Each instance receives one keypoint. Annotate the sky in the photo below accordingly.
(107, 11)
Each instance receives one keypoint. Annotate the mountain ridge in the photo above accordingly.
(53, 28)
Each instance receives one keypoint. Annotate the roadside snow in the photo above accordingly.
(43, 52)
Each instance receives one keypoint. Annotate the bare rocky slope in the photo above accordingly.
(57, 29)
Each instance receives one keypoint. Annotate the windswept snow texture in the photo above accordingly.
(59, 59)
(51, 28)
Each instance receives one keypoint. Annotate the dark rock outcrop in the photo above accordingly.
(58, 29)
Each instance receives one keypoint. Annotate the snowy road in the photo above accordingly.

════════

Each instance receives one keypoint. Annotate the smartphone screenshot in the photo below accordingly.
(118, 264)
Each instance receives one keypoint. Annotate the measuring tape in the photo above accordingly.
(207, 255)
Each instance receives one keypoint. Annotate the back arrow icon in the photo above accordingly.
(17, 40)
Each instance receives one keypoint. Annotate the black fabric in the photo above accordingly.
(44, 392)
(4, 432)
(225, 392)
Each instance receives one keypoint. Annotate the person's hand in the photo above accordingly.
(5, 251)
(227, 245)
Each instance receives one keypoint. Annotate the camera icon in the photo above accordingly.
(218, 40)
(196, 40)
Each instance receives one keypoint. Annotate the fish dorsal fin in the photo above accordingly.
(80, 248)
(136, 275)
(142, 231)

════════

_Given task_
Collect every line of the data above that contains the word "icon".

_Result_
Each instance receives one keypoint. Annotate the back arrow icon in the photo above accordingly.
Each instance receives one keypoint. Annotate the camera icon in the photo above accordingly.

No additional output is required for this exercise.